→ Extracted material:
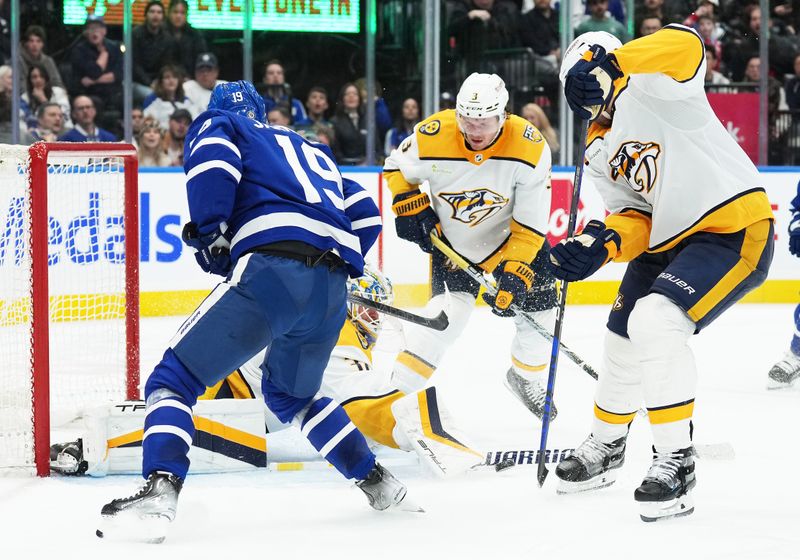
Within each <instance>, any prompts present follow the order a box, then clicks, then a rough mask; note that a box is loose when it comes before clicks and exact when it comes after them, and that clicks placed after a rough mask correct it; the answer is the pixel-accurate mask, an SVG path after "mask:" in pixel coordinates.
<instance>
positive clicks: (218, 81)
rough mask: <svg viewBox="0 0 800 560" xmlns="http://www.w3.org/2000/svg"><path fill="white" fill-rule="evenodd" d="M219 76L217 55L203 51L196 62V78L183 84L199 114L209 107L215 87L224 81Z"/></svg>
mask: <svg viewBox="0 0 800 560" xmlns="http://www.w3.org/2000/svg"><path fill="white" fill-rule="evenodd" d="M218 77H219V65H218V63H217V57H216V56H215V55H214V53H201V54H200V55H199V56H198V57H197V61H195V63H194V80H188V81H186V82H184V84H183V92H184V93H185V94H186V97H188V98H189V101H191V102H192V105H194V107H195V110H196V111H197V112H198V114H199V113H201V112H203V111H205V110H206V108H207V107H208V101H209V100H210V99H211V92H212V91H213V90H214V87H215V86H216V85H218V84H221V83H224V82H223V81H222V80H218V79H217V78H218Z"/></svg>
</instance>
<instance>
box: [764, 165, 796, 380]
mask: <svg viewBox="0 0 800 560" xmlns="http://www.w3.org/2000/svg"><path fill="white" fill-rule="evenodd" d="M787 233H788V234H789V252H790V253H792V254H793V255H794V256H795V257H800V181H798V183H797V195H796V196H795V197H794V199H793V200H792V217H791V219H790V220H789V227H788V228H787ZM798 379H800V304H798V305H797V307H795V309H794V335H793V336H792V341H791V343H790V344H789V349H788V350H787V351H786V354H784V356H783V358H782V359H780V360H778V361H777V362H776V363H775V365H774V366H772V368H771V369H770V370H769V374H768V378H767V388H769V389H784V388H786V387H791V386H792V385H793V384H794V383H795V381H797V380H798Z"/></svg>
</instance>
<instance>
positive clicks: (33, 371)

---

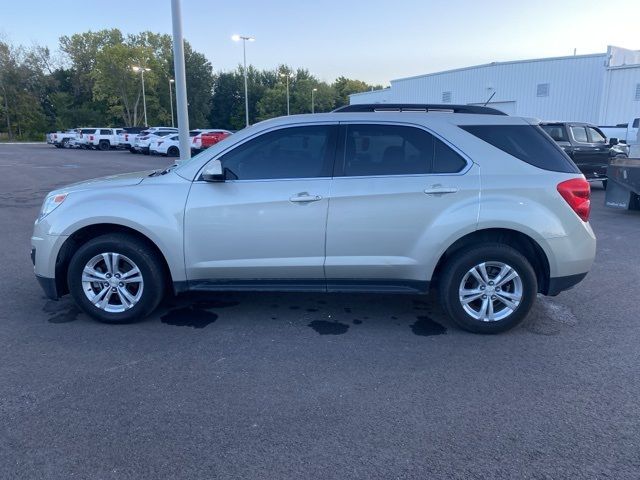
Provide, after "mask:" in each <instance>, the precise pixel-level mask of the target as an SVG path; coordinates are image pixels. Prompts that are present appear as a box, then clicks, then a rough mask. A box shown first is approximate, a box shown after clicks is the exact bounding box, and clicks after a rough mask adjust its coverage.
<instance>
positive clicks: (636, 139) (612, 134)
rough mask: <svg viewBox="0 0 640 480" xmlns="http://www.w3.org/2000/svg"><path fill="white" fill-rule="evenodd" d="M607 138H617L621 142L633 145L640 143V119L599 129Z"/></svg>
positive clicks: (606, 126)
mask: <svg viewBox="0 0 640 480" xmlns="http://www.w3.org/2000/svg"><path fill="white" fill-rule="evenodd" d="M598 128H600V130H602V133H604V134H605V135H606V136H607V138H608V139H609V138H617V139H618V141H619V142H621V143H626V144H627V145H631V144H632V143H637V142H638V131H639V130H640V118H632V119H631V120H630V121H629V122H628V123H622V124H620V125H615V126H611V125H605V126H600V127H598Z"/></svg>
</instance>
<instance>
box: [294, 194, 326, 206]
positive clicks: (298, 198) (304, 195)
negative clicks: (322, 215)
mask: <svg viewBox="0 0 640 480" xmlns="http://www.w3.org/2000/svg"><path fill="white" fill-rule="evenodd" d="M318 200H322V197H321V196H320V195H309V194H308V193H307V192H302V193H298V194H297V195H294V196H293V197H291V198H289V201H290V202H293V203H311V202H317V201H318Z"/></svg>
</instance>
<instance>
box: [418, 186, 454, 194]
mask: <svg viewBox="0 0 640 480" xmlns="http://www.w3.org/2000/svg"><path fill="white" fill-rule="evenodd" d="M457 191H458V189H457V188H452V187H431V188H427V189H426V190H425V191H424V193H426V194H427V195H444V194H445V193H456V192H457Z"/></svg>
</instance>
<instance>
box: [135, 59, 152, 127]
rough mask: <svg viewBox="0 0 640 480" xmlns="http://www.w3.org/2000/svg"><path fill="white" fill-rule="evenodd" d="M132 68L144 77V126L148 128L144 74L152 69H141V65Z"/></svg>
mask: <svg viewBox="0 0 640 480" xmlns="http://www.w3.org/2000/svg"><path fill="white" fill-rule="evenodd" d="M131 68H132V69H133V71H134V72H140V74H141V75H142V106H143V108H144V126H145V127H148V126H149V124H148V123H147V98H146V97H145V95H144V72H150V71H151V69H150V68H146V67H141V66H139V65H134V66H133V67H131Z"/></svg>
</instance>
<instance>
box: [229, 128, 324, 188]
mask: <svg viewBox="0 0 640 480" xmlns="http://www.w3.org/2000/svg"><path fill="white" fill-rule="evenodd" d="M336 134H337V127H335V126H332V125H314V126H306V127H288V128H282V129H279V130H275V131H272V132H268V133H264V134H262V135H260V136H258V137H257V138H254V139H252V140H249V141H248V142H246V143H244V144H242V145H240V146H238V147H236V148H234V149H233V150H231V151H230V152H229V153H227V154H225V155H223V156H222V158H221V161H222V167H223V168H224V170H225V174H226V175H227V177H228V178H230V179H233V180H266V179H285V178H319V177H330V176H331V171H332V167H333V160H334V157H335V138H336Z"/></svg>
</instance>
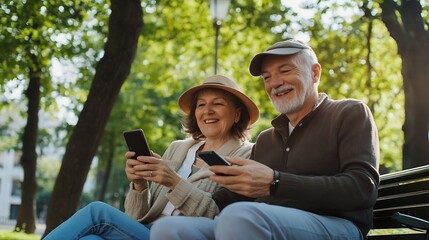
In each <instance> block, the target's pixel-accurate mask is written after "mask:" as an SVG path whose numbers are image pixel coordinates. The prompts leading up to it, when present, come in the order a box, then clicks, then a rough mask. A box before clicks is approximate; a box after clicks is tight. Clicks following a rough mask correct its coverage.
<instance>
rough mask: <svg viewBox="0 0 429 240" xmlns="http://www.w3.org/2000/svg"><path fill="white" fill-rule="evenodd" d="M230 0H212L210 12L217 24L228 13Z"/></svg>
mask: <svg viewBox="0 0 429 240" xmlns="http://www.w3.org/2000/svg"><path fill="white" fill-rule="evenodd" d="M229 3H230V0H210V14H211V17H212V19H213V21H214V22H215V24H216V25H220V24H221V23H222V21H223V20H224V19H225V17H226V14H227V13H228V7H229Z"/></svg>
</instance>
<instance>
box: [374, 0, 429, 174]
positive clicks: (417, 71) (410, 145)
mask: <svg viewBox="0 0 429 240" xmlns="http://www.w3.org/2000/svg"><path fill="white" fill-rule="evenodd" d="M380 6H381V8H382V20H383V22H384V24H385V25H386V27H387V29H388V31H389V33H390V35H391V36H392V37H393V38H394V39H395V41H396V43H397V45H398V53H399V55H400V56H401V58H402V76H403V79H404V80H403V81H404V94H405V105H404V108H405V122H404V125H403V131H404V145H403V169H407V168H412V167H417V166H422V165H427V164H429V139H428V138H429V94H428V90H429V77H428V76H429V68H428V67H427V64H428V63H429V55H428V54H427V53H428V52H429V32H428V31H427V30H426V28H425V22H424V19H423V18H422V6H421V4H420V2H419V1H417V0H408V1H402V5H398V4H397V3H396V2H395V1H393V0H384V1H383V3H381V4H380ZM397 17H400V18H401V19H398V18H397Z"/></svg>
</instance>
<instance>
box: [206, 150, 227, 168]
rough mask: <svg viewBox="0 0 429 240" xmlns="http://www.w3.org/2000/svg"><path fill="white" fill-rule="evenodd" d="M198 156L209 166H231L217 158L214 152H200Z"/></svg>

---

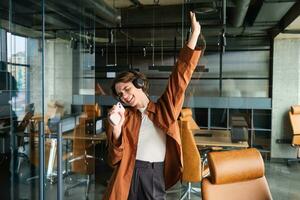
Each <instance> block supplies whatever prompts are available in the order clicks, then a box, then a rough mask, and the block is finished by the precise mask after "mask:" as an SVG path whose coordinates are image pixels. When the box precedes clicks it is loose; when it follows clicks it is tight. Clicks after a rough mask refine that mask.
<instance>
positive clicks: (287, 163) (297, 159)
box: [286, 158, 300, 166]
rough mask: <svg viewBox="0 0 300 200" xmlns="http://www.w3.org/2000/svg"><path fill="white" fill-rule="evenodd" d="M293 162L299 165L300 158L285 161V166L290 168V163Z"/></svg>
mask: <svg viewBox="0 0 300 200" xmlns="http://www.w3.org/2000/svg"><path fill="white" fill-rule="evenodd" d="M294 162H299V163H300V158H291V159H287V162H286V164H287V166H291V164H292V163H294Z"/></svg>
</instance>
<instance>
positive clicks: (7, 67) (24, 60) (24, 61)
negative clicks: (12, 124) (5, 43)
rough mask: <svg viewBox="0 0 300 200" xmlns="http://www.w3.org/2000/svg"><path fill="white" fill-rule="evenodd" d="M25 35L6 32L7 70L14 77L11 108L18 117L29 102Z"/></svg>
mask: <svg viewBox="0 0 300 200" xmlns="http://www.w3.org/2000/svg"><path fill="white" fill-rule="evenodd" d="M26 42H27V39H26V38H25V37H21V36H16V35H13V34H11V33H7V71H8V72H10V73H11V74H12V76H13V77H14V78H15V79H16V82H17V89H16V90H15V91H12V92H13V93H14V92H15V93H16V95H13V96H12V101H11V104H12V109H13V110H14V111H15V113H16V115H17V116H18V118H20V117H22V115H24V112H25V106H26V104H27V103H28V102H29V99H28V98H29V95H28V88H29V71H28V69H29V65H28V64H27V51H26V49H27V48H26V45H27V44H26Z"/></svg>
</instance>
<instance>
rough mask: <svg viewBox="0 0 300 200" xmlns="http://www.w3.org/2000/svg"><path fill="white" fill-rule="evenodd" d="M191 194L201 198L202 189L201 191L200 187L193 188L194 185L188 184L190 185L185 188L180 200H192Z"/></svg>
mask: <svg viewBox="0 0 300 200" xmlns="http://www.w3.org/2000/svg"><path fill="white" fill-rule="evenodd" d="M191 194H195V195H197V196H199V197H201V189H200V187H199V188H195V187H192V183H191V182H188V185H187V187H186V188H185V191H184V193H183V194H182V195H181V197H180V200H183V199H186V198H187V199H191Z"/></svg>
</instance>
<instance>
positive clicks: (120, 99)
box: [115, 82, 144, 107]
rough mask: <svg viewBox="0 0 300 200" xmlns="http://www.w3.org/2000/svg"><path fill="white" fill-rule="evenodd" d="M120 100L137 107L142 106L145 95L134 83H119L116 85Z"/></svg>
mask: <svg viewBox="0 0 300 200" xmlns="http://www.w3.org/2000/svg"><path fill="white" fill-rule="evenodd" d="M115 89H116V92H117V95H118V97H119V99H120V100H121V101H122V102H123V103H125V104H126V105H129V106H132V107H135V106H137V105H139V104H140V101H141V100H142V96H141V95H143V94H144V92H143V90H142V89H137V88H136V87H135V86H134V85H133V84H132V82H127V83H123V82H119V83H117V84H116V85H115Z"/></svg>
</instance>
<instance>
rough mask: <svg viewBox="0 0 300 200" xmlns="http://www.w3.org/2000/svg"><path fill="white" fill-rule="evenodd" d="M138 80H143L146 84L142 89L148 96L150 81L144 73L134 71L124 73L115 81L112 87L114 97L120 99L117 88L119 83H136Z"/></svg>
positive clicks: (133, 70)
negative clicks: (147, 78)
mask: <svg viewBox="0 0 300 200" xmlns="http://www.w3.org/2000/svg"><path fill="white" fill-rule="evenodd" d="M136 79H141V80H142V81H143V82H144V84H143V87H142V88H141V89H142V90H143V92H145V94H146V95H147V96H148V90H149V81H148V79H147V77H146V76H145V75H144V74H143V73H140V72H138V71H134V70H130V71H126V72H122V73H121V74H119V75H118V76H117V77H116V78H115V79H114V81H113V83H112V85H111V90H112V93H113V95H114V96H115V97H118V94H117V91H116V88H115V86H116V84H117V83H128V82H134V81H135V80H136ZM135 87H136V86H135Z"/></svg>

→ Directive:
Please extract the lines from the entries word for word, starting at the line that contains "Within each <instance>, any" and ending at the line that contains "76L217 55L203 51L196", with both of those lines included.

→ Answer to this task:
Within each <instance>, any prompts present follow the order a box, then clicks, then a rough mask; note that a box is loose when it comes before clicks and exact when it comes after them, and that clicks placed after a rough mask correct it; the answer is the pixel-accurate mask, an SVG path after "mask:" in pixel coordinates.
<instance>
positive clicks: (218, 81)
rough mask: <svg viewBox="0 0 800 560" xmlns="http://www.w3.org/2000/svg"><path fill="white" fill-rule="evenodd" d="M219 76L217 55L203 51L196 62V78L183 84L199 114L209 107L215 87L224 81Z"/></svg>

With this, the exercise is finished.